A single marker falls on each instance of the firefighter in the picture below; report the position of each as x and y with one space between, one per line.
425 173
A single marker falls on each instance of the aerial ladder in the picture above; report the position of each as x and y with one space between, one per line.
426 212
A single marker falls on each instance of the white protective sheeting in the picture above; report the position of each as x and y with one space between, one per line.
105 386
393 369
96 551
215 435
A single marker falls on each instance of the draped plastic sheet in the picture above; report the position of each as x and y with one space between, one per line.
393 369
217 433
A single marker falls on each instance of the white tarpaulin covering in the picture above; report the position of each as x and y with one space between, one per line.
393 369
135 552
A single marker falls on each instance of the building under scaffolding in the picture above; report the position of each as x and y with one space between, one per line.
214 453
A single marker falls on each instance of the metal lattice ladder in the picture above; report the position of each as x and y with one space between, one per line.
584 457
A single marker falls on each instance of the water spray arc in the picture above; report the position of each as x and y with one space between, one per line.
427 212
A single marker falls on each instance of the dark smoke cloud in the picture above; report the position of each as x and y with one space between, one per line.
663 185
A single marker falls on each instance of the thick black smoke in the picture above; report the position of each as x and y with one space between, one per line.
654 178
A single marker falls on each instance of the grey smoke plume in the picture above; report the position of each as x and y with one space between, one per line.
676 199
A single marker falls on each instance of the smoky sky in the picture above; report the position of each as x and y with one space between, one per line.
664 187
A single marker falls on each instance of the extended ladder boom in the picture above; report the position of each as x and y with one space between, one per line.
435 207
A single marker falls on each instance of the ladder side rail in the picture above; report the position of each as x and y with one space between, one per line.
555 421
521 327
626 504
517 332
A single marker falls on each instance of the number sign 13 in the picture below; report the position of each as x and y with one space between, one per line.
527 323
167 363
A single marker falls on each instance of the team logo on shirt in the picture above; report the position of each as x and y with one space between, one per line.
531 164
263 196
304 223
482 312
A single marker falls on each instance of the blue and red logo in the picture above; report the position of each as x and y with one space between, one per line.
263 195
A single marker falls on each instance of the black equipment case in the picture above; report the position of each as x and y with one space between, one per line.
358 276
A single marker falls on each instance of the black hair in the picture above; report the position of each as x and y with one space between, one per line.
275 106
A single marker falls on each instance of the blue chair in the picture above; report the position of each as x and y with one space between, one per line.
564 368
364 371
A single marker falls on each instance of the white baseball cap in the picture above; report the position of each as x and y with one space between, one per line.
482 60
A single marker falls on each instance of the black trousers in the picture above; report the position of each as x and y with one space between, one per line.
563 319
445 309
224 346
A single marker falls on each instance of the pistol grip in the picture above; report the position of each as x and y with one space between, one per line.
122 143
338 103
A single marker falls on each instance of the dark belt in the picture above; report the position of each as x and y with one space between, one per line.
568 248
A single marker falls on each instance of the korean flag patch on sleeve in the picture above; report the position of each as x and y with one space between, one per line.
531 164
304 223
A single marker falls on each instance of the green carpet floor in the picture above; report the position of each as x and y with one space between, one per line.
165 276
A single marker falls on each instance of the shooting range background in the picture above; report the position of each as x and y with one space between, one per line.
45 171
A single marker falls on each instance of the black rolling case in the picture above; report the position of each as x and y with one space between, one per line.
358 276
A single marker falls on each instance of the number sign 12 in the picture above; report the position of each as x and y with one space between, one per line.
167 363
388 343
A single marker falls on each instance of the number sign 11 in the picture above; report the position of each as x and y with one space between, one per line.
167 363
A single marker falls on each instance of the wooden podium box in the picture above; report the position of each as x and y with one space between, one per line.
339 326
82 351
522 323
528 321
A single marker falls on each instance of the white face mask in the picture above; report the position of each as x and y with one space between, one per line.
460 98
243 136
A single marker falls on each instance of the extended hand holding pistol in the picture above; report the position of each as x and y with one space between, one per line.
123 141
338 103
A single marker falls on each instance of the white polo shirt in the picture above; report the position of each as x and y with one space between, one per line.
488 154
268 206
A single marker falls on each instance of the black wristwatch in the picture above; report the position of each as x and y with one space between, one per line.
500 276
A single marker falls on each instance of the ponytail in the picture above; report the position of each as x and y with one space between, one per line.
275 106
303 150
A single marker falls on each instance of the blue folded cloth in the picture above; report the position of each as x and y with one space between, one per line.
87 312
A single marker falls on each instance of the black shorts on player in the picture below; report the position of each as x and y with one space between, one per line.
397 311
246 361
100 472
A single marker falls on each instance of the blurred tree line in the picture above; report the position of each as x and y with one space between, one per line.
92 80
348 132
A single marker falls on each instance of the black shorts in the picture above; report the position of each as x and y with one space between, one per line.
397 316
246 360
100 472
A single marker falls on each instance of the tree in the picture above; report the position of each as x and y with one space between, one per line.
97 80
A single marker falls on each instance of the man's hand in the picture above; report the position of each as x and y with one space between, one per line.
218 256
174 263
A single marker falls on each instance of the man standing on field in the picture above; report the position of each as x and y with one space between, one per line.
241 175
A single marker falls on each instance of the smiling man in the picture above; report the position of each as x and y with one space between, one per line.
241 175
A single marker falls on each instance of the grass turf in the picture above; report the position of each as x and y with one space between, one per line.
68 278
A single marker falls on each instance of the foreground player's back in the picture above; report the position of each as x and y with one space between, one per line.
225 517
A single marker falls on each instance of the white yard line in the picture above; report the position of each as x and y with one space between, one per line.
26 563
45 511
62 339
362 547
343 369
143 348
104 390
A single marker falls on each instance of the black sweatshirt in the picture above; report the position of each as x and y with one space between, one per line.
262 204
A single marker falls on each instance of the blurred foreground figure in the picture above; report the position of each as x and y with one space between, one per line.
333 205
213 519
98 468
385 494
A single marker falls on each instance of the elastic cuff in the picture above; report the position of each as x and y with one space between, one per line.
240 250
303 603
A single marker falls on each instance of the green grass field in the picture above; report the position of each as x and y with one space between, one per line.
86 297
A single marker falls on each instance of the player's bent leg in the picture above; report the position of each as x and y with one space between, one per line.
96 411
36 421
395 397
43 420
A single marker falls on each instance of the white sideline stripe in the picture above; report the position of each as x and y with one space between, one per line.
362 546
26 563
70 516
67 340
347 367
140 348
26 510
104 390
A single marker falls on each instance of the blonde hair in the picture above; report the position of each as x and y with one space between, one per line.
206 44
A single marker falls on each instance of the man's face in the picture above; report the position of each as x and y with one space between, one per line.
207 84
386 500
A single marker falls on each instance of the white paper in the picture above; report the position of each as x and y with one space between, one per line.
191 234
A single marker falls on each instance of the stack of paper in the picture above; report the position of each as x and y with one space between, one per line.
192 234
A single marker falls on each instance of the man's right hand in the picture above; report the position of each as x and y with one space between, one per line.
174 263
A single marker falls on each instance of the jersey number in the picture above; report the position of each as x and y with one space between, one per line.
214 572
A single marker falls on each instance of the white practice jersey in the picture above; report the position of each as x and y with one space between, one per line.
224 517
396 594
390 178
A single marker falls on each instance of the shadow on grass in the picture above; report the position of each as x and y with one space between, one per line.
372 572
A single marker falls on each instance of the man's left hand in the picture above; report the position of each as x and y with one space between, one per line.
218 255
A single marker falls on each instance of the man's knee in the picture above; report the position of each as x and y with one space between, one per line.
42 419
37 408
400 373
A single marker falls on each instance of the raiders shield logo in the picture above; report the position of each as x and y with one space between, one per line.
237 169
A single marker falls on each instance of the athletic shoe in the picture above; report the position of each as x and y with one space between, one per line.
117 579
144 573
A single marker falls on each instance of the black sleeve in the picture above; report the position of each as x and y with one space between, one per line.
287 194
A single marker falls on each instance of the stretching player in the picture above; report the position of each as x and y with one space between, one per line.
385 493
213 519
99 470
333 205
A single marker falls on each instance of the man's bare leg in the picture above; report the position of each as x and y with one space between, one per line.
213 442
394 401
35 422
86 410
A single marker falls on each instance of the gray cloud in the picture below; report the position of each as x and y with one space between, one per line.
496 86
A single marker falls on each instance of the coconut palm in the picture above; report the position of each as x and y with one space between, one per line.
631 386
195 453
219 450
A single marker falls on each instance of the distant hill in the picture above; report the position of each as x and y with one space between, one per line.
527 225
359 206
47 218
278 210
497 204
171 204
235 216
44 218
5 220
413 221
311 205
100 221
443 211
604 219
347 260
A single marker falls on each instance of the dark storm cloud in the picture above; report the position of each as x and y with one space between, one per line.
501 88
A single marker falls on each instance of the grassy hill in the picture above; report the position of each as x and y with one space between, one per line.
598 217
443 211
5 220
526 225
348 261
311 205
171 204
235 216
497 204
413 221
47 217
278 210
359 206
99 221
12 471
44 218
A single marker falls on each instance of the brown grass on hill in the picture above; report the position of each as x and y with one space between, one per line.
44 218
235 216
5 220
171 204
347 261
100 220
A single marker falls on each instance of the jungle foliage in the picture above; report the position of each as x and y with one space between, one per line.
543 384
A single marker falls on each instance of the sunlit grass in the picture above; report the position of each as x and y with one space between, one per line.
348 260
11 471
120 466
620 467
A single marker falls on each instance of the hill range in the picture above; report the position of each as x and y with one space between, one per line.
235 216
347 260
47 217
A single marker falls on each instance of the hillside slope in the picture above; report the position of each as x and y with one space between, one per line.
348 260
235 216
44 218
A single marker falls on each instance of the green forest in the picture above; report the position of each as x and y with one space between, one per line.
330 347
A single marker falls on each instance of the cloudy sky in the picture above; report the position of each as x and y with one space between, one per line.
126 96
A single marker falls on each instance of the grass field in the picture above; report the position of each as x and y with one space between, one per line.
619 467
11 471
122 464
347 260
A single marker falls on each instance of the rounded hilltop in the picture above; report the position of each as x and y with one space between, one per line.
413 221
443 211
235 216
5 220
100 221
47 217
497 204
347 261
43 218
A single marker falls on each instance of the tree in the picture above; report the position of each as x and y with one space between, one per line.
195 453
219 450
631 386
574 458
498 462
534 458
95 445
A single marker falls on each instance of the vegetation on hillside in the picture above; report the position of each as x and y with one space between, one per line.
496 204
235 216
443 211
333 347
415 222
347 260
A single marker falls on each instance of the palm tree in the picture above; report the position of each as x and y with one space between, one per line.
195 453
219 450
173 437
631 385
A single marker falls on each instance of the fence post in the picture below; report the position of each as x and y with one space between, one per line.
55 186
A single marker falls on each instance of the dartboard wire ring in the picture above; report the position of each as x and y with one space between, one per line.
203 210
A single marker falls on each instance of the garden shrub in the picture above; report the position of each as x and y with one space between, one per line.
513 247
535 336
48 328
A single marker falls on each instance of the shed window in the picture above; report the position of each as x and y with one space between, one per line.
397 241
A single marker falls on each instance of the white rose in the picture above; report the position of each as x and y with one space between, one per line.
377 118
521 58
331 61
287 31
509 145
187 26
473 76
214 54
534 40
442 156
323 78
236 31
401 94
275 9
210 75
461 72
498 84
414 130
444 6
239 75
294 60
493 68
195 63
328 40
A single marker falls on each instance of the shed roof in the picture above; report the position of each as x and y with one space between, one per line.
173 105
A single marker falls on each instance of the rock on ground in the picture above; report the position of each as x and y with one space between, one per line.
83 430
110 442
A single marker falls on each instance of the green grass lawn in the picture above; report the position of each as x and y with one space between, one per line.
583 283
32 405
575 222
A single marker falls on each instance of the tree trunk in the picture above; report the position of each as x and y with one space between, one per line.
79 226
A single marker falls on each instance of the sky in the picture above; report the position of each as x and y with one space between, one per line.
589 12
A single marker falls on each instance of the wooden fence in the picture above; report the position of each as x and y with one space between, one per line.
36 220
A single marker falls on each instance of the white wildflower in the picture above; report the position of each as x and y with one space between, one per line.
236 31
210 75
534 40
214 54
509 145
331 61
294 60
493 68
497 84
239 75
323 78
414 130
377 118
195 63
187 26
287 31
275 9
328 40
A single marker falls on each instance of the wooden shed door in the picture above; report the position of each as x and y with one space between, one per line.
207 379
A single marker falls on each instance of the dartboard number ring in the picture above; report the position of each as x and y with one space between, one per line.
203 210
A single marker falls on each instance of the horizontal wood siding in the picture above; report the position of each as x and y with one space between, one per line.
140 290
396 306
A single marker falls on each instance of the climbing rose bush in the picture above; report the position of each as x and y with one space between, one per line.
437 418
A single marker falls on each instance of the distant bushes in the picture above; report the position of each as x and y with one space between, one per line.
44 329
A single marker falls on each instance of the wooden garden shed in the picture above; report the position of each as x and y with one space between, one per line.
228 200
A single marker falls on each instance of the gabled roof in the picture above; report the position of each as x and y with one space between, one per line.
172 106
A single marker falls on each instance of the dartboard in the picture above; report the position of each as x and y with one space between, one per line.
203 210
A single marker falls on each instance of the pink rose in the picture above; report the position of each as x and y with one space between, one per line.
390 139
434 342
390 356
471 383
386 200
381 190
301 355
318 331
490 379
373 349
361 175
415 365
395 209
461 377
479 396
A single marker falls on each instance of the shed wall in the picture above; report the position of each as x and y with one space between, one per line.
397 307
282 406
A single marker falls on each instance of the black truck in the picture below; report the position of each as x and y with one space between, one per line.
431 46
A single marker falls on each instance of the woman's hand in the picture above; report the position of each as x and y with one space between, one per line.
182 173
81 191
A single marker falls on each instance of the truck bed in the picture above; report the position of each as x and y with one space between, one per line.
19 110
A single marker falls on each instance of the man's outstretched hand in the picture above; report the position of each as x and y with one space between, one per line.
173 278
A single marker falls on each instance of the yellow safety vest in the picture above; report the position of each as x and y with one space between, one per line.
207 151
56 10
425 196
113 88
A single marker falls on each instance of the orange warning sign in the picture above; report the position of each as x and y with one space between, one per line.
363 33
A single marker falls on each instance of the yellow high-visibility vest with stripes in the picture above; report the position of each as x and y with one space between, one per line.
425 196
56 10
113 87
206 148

****************

EXERCISE BRIEF> Reproduce the data from the line containing "A single marker falls on each instance of the truck" through the end of the data, swapping "yellow" for "amber" and keeping everything else unchanged.

RESULT OF THE EXERCISE>
A single marker falls on each instance of the truck bed in the picture above; report the position of each as x and y with one space between, one per line.
19 110
A single marker falls on each instance of the man's outstretched hand in the picture above; report the position of each as x and y with one space between, one per line.
173 278
A single marker falls on each instance of the amber safety vest in the picture above; report the position of each as x and y with one space between, one per line.
207 151
56 10
425 196
113 88
A single marker falls on each instance of the orange warning sign in the picture above; report the position of each as x and y with one space between, one per line.
363 33
A single marker falls on each instance of the amber high-visibility vest with stripes in the picture above; report the position of each as x and y with one space between, one per line.
425 196
56 10
113 87
206 148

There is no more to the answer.